### Written exercise A
Lay out the saved rows as a Markdown table with the columns "No." and "Line", covering everything from the line containing "Trace the outline of every instance of the calm" down to the last of the rows and leaving out blank lines.
### Written exercise B
Pick up the radio transcript about Peruvian food after its last sentence and carry it on.

── Supplied text ──

Daniel Alarcón: Did you know NPR has an app? It’s called NPR One and it offers the best from public radio and beyond. News, local stories, and your favorite podcasts. NPR One joins you while you travel, wait in line or wait for a friend. Find us on NPR One in your app store.
Welcome to Radio Ambulante, from NPR. I’m Daniel Alarcón. Now that we are part of NPR we want to share some of our favorite stories with our new audience. We begin today in the city where I was born, Lima, Peru.
We sent our producer Eduardo García Peña to the downtown area with a microphone to speak with people about the national cuisine.
Eduardo: What do you think of Peruvian food?
First Person: Umm, it’s one of the most delicious on this planet.
Second Person: Well, it’s the best food in the world. It’s just that simple, practical, and easy.
Daniel Alarcón: Simple. Practical. Easy. If you’re Peruvian and you live abroad, like I do, then this is something that usually happens to you: you mention your country, and after name-dropping Machu Picchu, people immediately talk about the food.
It happens all the time. Now you can find Peruvian restaurants in every major European city. Tourists from the United States travel to Peru just to visit the new chic restaurants in the capital. In Lima, there are more culinary schools than in Paris, and chefs are even interviewed by the local press about their opinions on politics, economy, and culture. I’m not exaggerating. A few years ago, I visited a maximum security prison, and to my surprise, I found that one of the prisoners had opened a gourmet restaurant. I remember the chef told me that his dream was for people on the outside to come to the prison to try his food. For him, that would be success.
Anyway, that is the situation. But there’s another aspect to this reality, something that has become very clear to me: if anyone speaks ill about our food, we don’t always respond that well.

───
── Material provided ──

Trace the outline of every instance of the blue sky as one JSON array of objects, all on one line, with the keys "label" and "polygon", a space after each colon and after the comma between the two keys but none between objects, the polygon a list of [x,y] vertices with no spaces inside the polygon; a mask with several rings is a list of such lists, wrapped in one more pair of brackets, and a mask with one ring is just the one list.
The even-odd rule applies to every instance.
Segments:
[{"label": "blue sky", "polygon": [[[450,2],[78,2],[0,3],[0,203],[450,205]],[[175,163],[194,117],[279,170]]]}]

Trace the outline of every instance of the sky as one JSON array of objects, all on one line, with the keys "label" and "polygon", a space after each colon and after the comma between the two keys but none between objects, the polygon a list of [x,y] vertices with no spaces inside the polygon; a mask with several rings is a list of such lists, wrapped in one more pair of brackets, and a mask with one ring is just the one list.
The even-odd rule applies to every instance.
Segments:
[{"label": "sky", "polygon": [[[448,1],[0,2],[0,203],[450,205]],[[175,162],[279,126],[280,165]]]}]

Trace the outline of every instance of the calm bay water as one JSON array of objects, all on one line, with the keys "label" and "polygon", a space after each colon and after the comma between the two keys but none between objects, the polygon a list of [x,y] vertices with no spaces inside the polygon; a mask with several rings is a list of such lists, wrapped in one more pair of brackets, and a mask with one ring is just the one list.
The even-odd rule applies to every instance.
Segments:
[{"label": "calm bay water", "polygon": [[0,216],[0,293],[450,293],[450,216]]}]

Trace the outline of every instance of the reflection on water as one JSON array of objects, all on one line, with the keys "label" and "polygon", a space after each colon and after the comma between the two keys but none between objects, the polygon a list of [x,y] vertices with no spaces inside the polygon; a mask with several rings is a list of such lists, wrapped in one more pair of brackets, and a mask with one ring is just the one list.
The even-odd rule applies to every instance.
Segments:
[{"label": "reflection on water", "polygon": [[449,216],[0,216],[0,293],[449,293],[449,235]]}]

───

### Exercise response A
| No. | Line |
|---|---|
| 1 | Trace the outline of every instance of the calm bay water as one JSON array of objects, all on one line, with the keys "label" and "polygon", a space after each colon and after the comma between the two keys but none between objects, the polygon a list of [x,y] vertices with no spaces inside the polygon; a mask with several rings is a list of such lists, wrapped in one more pair of brackets, and a mask with one ring is just the one list. |
| 2 | The even-odd rule applies to every instance. |
| 3 | Segments: |
| 4 | [{"label": "calm bay water", "polygon": [[0,216],[0,293],[450,293],[450,216]]}] |
| 5 | Trace the outline of every instance of the reflection on water as one JSON array of objects, all on one line, with the keys "label" and "polygon", a space after each colon and after the comma between the two keys but none between objects, the polygon a list of [x,y] vertices with no spaces inside the polygon; a mask with several rings is a list of such lists, wrapped in one more pair of brackets, and a mask with one ring is just the one list. |
| 6 | The even-odd rule applies to every instance. |
| 7 | Segments: |
| 8 | [{"label": "reflection on water", "polygon": [[449,216],[0,216],[0,293],[449,293],[449,235]]}] |

### Exercise response B
Eduardo: If someone were to insult Peruvian food, how would you feel?
Third Person: Really, really badly because aside from insulting the food. I mean, it’s our… what can I tell you… it’s our heritage, you know?
Eduardo: How would you feel?
Fourth Person: I’d smack them. I’d punch them… if they insult me, I hit them. And if he’s Chilean, I would beat him up and kill him.
Daniel Alarcón: Today on Radio Ambulante, we’re going to risk getting beaten up. Our story is called “Against Peruvian Cuisine.”
We’ll take a look at two cases and get to know the two people that dared to insult Peruvian cuisine, because I think it reveals something about our idiosyncrasies, and because I think it shows that maybe, something has changed. And so that no one accuses me of not having enough national pride, let’s start by getting one thing clear: I love Peruvian food. In other words, don’t bother me about it.
Okay, so three years ago in Lima, a book called “Cocinero en su tinta” [Cook in its ink] was published.
Gustavo Rodriguez: Hey Dani!
Daniel: This is the author, Gustavo Rodriguez.
Gustavo Rodriguez: How are you? What a pleasure!
Daniel: Besides being a writer, Gustavo works as a communications consultant. Hence, he knows a lot about marketing. In the case of his novel, the publisher had decided to sell it in this way:
Gustavo: The first Peruvian novel dedicated to our cuisine.
Daniel: Something he didn’t appreciate at all.
Gustavo: It was a silly way of pigeonholing it because my book isn’t about that.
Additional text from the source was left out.